*Work task:* Would you return each record that follows word for word, without its pictures?
★ ★ ★ ★ ★ ★ ★
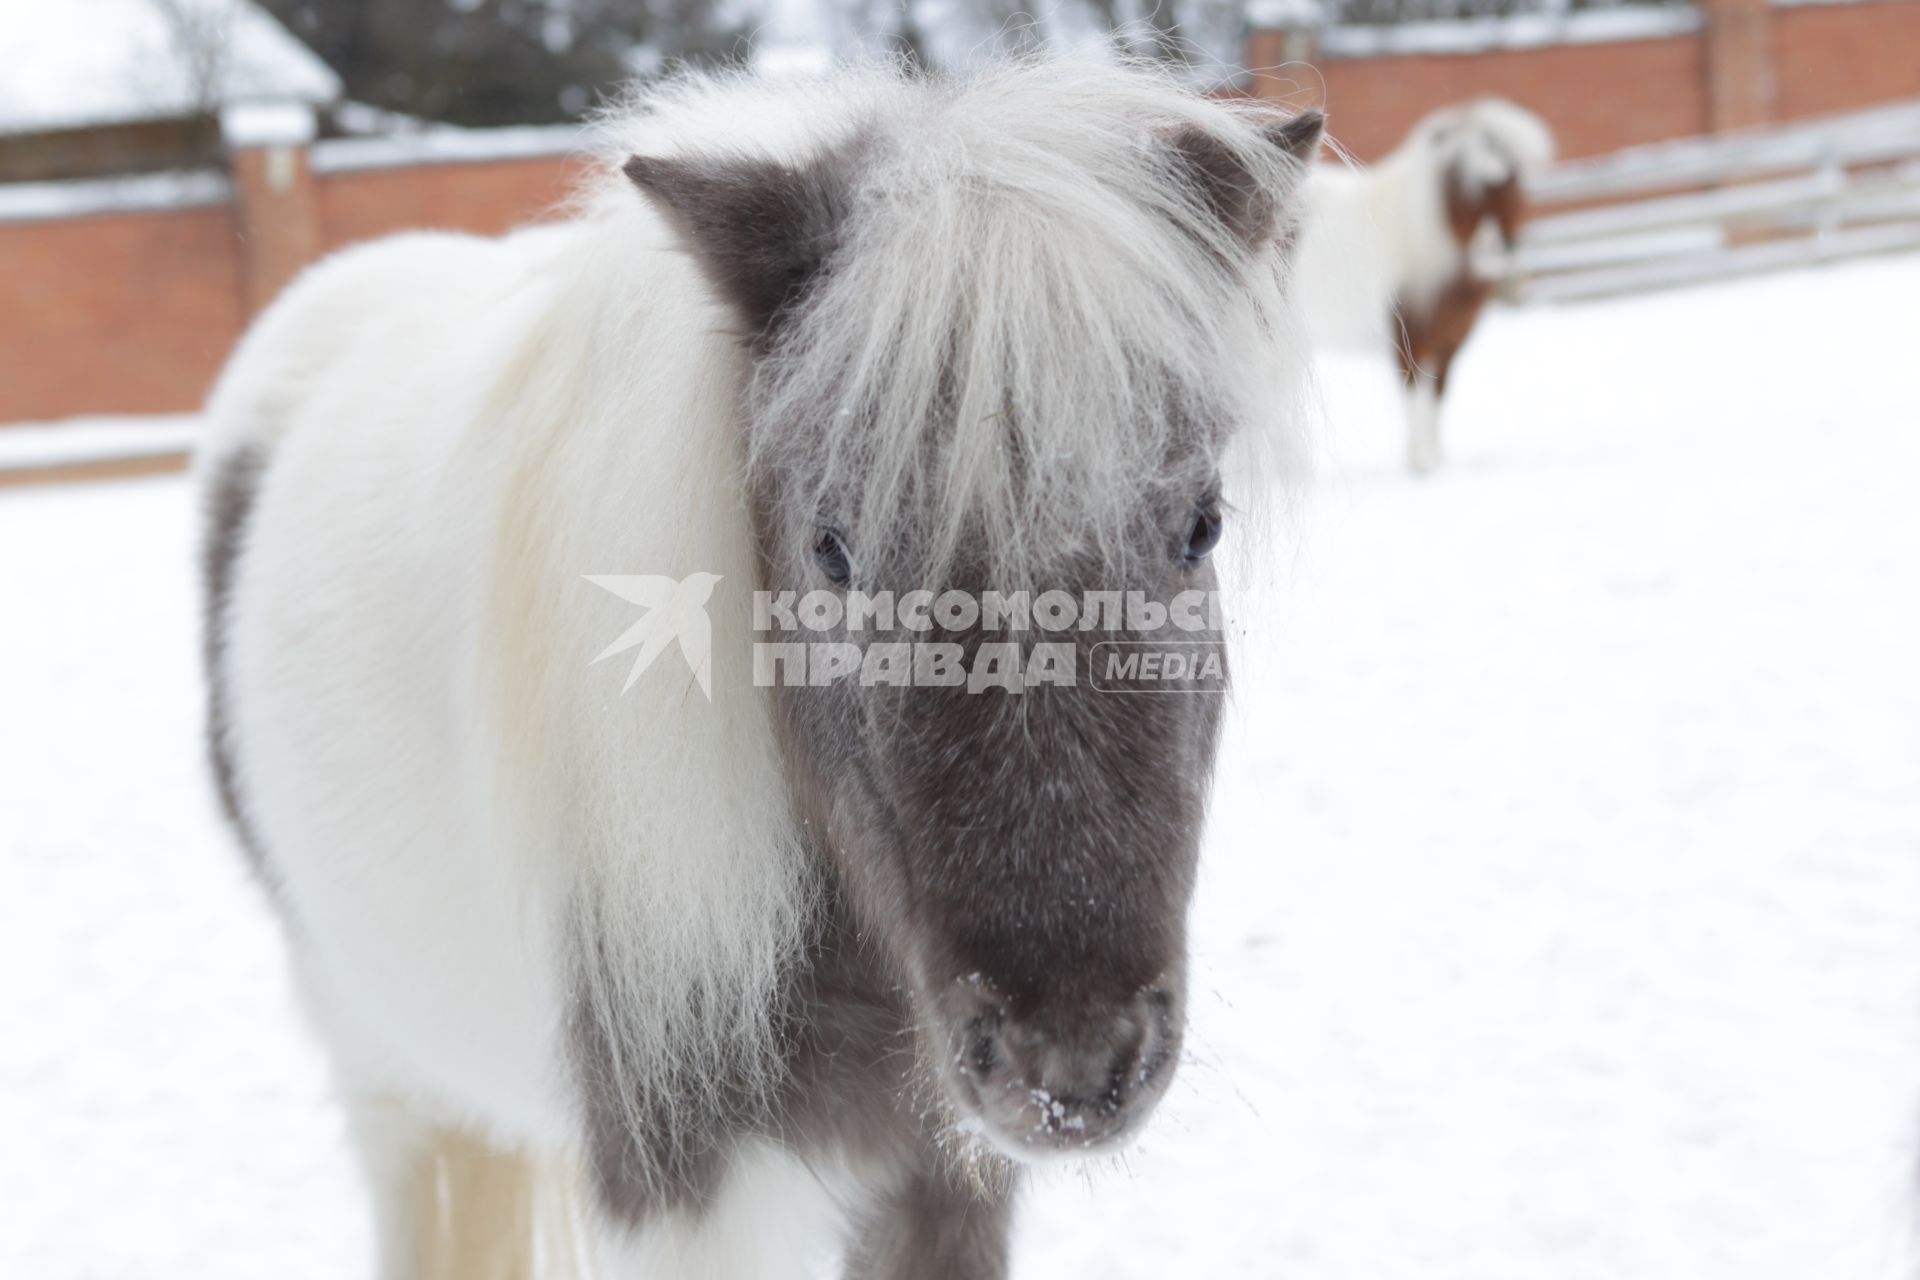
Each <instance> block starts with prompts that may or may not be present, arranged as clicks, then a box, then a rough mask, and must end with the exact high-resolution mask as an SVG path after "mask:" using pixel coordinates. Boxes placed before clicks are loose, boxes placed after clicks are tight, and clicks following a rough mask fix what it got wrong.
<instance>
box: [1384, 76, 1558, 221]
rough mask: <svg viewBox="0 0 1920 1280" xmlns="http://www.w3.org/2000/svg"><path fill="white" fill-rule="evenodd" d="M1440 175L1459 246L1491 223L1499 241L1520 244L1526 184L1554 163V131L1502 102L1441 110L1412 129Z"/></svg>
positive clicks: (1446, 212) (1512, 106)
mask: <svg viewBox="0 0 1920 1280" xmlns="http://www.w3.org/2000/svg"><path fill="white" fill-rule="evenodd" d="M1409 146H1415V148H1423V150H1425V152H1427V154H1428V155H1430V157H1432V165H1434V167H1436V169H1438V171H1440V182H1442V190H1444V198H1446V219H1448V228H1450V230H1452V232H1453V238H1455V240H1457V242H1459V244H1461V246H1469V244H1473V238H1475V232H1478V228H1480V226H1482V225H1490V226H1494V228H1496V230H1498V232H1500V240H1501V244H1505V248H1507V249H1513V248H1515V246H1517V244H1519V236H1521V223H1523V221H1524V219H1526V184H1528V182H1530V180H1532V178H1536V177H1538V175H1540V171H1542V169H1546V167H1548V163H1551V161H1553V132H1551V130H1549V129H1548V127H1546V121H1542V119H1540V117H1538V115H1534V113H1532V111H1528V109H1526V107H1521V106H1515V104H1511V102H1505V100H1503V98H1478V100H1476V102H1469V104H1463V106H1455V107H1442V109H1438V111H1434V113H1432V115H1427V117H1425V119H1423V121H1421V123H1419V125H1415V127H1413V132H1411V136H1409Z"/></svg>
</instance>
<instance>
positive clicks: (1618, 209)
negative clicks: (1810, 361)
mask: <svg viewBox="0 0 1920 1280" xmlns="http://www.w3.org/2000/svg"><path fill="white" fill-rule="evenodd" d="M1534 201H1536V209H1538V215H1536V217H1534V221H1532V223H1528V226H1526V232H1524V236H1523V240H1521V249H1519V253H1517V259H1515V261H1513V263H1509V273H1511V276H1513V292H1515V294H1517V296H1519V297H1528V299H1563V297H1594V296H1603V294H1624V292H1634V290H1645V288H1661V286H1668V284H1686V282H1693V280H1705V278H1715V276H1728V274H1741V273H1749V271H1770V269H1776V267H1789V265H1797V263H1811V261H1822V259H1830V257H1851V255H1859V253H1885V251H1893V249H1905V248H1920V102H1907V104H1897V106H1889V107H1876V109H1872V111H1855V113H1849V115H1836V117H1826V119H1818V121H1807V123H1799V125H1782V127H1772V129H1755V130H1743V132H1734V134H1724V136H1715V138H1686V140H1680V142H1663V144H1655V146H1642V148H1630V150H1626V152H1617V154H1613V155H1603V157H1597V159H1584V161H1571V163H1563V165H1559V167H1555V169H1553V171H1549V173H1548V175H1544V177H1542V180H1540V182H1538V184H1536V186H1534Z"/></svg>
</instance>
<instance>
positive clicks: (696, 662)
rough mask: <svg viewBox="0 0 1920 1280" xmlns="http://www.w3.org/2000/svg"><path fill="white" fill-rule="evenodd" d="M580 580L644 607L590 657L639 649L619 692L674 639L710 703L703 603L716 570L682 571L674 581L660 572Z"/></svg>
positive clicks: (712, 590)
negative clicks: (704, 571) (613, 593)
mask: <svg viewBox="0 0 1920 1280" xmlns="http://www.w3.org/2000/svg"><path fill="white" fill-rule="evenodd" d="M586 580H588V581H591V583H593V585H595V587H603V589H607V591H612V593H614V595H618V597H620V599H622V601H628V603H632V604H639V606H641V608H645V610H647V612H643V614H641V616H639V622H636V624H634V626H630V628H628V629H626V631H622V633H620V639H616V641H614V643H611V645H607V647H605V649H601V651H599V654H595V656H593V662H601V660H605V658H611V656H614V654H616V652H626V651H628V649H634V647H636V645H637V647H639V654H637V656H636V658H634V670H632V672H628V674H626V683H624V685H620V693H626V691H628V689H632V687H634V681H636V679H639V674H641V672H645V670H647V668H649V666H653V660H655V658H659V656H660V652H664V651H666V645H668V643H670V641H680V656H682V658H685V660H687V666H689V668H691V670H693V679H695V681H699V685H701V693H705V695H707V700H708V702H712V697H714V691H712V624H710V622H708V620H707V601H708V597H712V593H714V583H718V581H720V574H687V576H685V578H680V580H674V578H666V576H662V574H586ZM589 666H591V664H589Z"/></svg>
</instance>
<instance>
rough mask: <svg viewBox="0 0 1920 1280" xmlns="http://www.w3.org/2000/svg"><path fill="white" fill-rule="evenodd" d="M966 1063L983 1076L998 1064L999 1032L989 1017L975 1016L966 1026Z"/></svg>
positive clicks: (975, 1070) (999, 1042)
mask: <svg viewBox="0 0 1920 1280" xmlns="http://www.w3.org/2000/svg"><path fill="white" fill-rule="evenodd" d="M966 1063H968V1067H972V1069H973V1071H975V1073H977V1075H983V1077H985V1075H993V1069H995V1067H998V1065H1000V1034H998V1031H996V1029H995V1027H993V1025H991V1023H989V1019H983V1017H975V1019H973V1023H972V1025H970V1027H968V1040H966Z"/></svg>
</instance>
★ ★ ★ ★ ★ ★ ★
*Solution:*
Each <instance> block starts with prompts that may or may not be present, arranged as clicks, then a box, then a rough mask, and must end with the exact high-resolution mask as an SVG path after "mask:" using pixel coordinates. Boxes placed before clicks are loose, boxes placed after clicks are tight, and clicks following a rough mask fix what it got wrong.
<instance>
box: [1384, 76, 1558, 221]
rough mask: <svg viewBox="0 0 1920 1280" xmlns="http://www.w3.org/2000/svg"><path fill="white" fill-rule="evenodd" d="M1440 175L1459 246L1491 223L1499 241L1520 244L1526 184L1554 163V131L1502 102L1441 110L1412 129Z"/></svg>
positive clicks: (1446, 212) (1512, 106)
mask: <svg viewBox="0 0 1920 1280" xmlns="http://www.w3.org/2000/svg"><path fill="white" fill-rule="evenodd" d="M1409 146H1415V148H1423V150H1425V152H1427V154H1428V155H1430V157H1432V165H1434V167H1436V169H1438V171H1440V182H1442V190H1444V198H1446V219H1448V228H1450V230H1452V232H1453V238H1455V240H1457V242H1459V244H1461V246H1469V244H1473V238H1475V232H1478V228H1480V226H1482V225H1490V226H1494V228H1496V230H1498V232H1500V240H1501V244H1505V248H1507V249H1513V248H1515V246H1517V244H1519V236H1521V223H1523V221H1524V219H1526V184H1528V182H1530V180H1532V178H1536V177H1538V175H1540V171H1542V169H1546V167H1548V163H1551V161H1553V132H1551V130H1549V129H1548V127H1546V121H1542V119H1540V117H1538V115H1534V113H1532V111H1528V109H1526V107H1521V106H1515V104H1511V102H1505V100H1503V98H1478V100H1476V102H1469V104H1463V106H1455V107H1442V109H1438V111H1434V113H1432V115H1427V117H1425V119H1423V121H1421V123H1419V125H1415V127H1413V132H1411V136H1409Z"/></svg>
</instance>
<instance>
positive clicks: (1618, 209)
negative clicks: (1810, 361)
mask: <svg viewBox="0 0 1920 1280" xmlns="http://www.w3.org/2000/svg"><path fill="white" fill-rule="evenodd" d="M1534 201H1536V209H1538V215H1536V217H1534V221H1532V223H1528V226H1526V232H1524V236H1523V240H1521V249H1519V253H1517V259H1515V261H1513V263H1509V273H1511V276H1513V292H1515V294H1517V296H1519V297H1528V299H1563V297H1594V296H1603V294H1624V292H1634V290H1645V288H1661V286H1668V284H1686V282H1693V280H1705V278H1715V276H1728V274H1741V273H1749V271H1770V269H1776V267H1789V265H1797V263H1811V261H1822V259H1830V257H1851V255H1859V253H1885V251H1893V249H1905V248H1920V102H1907V104H1897V106H1889V107H1876V109H1872V111H1855V113H1849V115H1836V117H1826V119H1818V121H1807V123H1799V125H1782V127H1772V129H1755V130H1743V132H1734V134H1724V136H1715V138H1686V140H1680V142H1663V144H1655V146H1642V148H1630V150H1626V152H1617V154H1613V155H1603V157H1597V159H1584V161H1571V163H1563V165H1559V167H1555V169H1553V171H1549V173H1548V175H1544V177H1542V180H1540V182H1538V184H1536V186H1534Z"/></svg>
</instance>
<instance>
positive clicks: (696, 662)
rough mask: <svg viewBox="0 0 1920 1280" xmlns="http://www.w3.org/2000/svg"><path fill="white" fill-rule="evenodd" d="M580 580L644 607L590 657L639 649L619 692L674 639L710 703L703 603L716 570L682 571L674 581L660 572Z"/></svg>
positive clicks: (712, 590)
negative clicks: (704, 571) (613, 593)
mask: <svg viewBox="0 0 1920 1280" xmlns="http://www.w3.org/2000/svg"><path fill="white" fill-rule="evenodd" d="M586 580H588V581H591V583H593V585H595V587H603V589H607V591H612V593H614V595H618V597H620V599H622V601H628V603H632V604H639V606H641V608H645V610H647V612H643V614H641V616H639V622H636V624H634V626H630V628H628V629H626V631H622V633H620V639H616V641H614V643H611V645H607V647H605V649H601V651H599V654H595V656H593V662H601V660H605V658H611V656H614V654H616V652H626V651H628V649H634V647H636V645H637V647H639V654H637V656H636V658H634V670H632V672H628V674H626V683H624V685H620V693H626V691H628V689H632V687H634V681H636V679H639V674H641V672H645V670H647V668H649V666H653V660H655V658H659V656H660V652H664V651H666V645H668V643H670V641H680V656H682V658H685V660H687V666H689V668H691V670H693V679H695V681H699V685H701V693H705V695H707V700H708V702H712V697H714V691H712V624H710V622H708V620H707V601H708V597H712V593H714V583H718V581H720V574H687V576H685V578H680V580H674V578H666V576H662V574H586ZM589 666H591V664H589Z"/></svg>
</instance>
<instance>
rough mask: <svg viewBox="0 0 1920 1280" xmlns="http://www.w3.org/2000/svg"><path fill="white" fill-rule="evenodd" d="M966 1063L983 1076L998 1064L999 1032L989 1017L975 1016L966 1026Z"/></svg>
positive clicks: (975, 1070) (999, 1042)
mask: <svg viewBox="0 0 1920 1280" xmlns="http://www.w3.org/2000/svg"><path fill="white" fill-rule="evenodd" d="M966 1063H968V1067H972V1069H973V1071H975V1073H977V1075H983V1077H985V1075H993V1069H995V1067H998V1065H1000V1034H998V1031H996V1029H995V1027H993V1025H991V1023H989V1019H983V1017H975V1019H973V1023H972V1025H970V1027H968V1040H966Z"/></svg>
</instance>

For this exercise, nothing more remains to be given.